# WORK REQUIRED
Output every entry below exactly as it is written.

Natural language region descriptions

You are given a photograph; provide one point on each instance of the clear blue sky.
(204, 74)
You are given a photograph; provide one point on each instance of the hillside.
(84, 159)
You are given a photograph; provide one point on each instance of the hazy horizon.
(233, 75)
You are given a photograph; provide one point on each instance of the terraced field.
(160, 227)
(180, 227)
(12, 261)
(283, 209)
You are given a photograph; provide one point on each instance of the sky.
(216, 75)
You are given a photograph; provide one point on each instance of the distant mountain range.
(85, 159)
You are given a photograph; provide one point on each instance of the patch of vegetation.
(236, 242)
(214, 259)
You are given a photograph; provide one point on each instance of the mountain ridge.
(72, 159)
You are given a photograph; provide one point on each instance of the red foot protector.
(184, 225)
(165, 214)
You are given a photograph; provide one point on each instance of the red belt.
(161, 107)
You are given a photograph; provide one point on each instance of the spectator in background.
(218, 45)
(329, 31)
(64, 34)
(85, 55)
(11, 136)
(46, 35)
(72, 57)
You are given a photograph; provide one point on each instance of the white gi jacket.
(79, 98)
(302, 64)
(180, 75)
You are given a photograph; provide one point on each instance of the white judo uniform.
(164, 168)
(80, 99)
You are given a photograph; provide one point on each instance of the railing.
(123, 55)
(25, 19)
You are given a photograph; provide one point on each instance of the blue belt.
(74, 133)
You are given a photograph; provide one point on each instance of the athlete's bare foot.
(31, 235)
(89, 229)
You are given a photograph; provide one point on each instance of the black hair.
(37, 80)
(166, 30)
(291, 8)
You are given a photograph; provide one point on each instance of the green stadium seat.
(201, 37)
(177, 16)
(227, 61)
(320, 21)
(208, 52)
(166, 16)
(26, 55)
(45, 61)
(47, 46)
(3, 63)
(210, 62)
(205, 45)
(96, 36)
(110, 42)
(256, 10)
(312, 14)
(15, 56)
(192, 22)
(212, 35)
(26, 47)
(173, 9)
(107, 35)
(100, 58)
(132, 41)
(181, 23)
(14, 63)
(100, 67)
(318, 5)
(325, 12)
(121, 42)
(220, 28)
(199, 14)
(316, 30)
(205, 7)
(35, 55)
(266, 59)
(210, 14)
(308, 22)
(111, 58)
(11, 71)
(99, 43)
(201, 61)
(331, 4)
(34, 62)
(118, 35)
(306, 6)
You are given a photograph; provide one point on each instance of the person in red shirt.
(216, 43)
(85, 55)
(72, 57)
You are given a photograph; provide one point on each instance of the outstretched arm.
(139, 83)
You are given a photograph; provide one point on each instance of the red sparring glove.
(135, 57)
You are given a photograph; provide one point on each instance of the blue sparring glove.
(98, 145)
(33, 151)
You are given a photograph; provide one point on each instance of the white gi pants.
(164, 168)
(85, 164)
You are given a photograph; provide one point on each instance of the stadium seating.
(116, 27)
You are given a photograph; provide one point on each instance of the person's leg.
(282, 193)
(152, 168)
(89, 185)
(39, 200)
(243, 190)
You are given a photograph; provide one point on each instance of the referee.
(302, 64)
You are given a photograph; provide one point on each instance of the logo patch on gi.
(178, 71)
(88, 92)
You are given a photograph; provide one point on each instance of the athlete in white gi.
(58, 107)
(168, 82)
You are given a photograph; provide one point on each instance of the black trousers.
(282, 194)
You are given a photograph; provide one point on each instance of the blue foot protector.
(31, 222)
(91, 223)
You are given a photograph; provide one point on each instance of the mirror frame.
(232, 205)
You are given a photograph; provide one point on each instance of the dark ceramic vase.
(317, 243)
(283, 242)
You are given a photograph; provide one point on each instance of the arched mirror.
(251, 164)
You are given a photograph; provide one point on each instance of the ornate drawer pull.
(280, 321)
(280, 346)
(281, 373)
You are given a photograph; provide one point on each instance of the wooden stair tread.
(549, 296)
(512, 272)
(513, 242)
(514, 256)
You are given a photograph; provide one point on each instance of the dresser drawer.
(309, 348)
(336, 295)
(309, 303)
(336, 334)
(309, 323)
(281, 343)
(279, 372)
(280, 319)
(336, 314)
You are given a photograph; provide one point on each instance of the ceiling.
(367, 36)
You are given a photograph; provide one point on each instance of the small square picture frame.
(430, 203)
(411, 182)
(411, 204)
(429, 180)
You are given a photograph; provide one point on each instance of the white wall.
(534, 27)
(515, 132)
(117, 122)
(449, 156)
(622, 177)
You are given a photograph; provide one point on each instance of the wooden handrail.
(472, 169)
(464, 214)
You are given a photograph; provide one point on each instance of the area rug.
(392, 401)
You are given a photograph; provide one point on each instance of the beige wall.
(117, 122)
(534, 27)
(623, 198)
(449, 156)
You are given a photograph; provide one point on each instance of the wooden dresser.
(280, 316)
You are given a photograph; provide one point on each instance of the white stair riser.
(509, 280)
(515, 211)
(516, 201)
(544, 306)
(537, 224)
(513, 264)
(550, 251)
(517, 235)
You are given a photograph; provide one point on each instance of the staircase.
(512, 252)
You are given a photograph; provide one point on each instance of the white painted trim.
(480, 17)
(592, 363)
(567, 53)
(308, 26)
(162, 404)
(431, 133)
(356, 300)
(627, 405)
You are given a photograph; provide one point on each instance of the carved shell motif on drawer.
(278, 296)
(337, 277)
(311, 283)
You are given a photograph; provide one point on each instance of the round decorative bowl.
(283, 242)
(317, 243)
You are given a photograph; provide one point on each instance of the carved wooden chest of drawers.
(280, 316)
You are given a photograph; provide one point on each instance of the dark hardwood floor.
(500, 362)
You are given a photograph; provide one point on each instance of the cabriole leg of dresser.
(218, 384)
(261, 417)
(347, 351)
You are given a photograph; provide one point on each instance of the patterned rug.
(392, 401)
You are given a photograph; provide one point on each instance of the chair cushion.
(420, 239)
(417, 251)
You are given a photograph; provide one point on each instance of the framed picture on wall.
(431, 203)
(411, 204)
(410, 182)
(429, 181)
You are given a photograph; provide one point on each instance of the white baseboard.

# OUTPUT BELOW
You are given a photograph; provide one point on each instance of the clear blue sky.
(204, 74)
You are given a photograph; provide one point on each instance of the hillside.
(84, 159)
You are given a photograph; provide one point on each instance of the hazy horizon.
(233, 75)
You are given a photograph; provide one point on each instance of the terraced field.
(160, 227)
(180, 227)
(12, 261)
(283, 209)
You are given a photograph; provide one point on each instance of the sky.
(216, 75)
You are given a photograph; provide one point on each instance of the distant mountain range.
(85, 159)
You are given a photograph; provide one point on each instance of the patch of vegetation.
(236, 242)
(214, 259)
You are given a photograph; provide one point on each instance of the mountain ridge.
(72, 159)
You are given a photograph; provide one point on each instance of the red foot protector.
(184, 225)
(165, 214)
You are given a photograph; provide one point on each instance of the red belt.
(161, 107)
You are given a photograph; provide one point on each instance of the spectator in background.
(218, 45)
(329, 31)
(64, 34)
(85, 55)
(11, 136)
(46, 35)
(72, 57)
You are given a photograph; provide one point on each instance of the white gi jacket.
(79, 98)
(302, 64)
(180, 75)
You are given a photograph; provide one point on each instance of the white judo uniform.
(164, 168)
(80, 99)
You are given a photograph; provide one point on each instance of the railing.
(123, 55)
(25, 19)
You are given a photograph; provide one point on each instance of the blue belt.
(74, 133)
You are given a photograph; provide one point on each instance of the athlete's bare foot.
(31, 235)
(89, 229)
You are given a photograph; provide one point on each instance of the black hair.
(37, 80)
(166, 30)
(291, 8)
You are given a photograph; provide one point on each instance of the green stadium seat.
(201, 37)
(177, 16)
(227, 61)
(320, 21)
(208, 52)
(166, 16)
(26, 55)
(45, 61)
(47, 46)
(3, 63)
(210, 62)
(205, 45)
(96, 36)
(110, 42)
(256, 10)
(312, 14)
(15, 56)
(192, 22)
(212, 35)
(26, 47)
(173, 9)
(107, 35)
(100, 58)
(132, 41)
(181, 23)
(14, 63)
(100, 67)
(318, 5)
(325, 12)
(121, 42)
(220, 28)
(199, 14)
(316, 30)
(205, 7)
(35, 55)
(266, 59)
(210, 14)
(308, 22)
(111, 58)
(11, 71)
(99, 43)
(201, 61)
(331, 4)
(34, 62)
(118, 35)
(306, 6)
You are given a photograph; provide one point on each instance of the person in red shirt.
(216, 43)
(85, 55)
(72, 57)
You are given a photograph; provide one point on each instance of the outstretched arm.
(139, 83)
You are given a photograph; provide one point on each instance of the red sparring glove.
(135, 57)
You are given a photograph; provide one point on each instance of the blue sparring glove.
(98, 145)
(33, 151)
You are given a photograph; provide one point on each instance of the white gi pants.
(164, 168)
(85, 164)
You are given a photograph; provide one point on each instance of the stadium seating.
(116, 27)
You are given a photograph; provide one point on each instance of the person's leg.
(282, 193)
(152, 168)
(89, 185)
(39, 200)
(243, 190)
You are given a photograph; provide one point on each instance of the referee.
(302, 64)
You are given a photograph; provide one point on each instance of the logo patch on gi.
(178, 71)
(88, 92)
You are given a photograph; provide one point on each instance of the athlete in white gi.
(58, 107)
(168, 82)
You are given a photograph; provide one point on each instance of the black trousers.
(282, 194)
You are given a photograph; provide one point on each instance of the blue foot protector.
(31, 222)
(91, 223)
You are given a photograph; provide one point on each instance of the mirror frame.
(232, 205)
You are given a photograph; provide one point on each instance of the dark ceramic vase.
(317, 243)
(283, 242)
You are given a photograph; provide one point on each instance of the arched mirror.
(251, 164)
You are given a photograph; provide one point on each instance of the ornate drawer pull.
(280, 321)
(280, 346)
(281, 373)
You are given a photograph; provide one point on each instance of the wooden stair tread.
(549, 296)
(512, 272)
(513, 242)
(514, 256)
You are given a photograph; provide one point on each instance of the dresser drawer.
(309, 348)
(336, 295)
(309, 303)
(336, 334)
(309, 323)
(281, 343)
(279, 372)
(280, 319)
(336, 314)
You are given a photograph; provide one point on each instance of the ceiling.
(367, 36)
You are given a photograph; provide one point on each instance of the small square picture frame.
(430, 203)
(411, 182)
(411, 204)
(429, 180)
You are given a photograph; provide one point on each instance of the white wall.
(534, 27)
(515, 132)
(117, 122)
(449, 156)
(622, 177)
You are given a photograph; provide one point on each instance of the wooden handrail.
(472, 169)
(464, 214)
You are given a photograph; provide one point on each instance of the area rug.
(392, 401)
You are given a photograph; provide one point on each instance of the beige wall.
(117, 122)
(534, 27)
(623, 198)
(449, 156)
You are given a photograph; provide one point on each instance of the wooden dresser.
(280, 316)
You are given a photograph; provide one point on each instance of the white stair riser.
(509, 280)
(515, 211)
(516, 201)
(544, 306)
(537, 224)
(513, 264)
(550, 251)
(517, 235)
You are given a photograph; provide one point on each instance of the staircase.
(512, 252)
You are given a photograph; provide one point on each instance of the white painted trim.
(480, 17)
(592, 363)
(567, 53)
(308, 26)
(162, 404)
(431, 133)
(356, 300)
(627, 405)
You are given a photograph; provide one point on each instance of the carved shell motif on drawer.
(278, 296)
(337, 277)
(311, 283)
You are given a photograph; provide one point on each instance of the round decorative bowl.
(283, 242)
(317, 243)
You are given a photograph; provide one point on each instance of the carved wooden chest of drawers.
(280, 316)
You are given a photograph; provide one point on each instance of the dark hardwood floor.
(500, 362)
You are given a photograph; provide one point on each instance of the cabriole leg of dresser.
(218, 384)
(261, 417)
(347, 351)
You are given a photograph; provide one point on each instance of the patterned rug.
(392, 401)
You are given a photograph; provide one point on each instance of the chair cushion.
(420, 239)
(417, 251)
You are given a photograph; provide one point on each instance of the framed picture on wall.
(431, 203)
(411, 204)
(410, 182)
(429, 181)
You are given a photograph; provide one point on each instance of the white baseboard.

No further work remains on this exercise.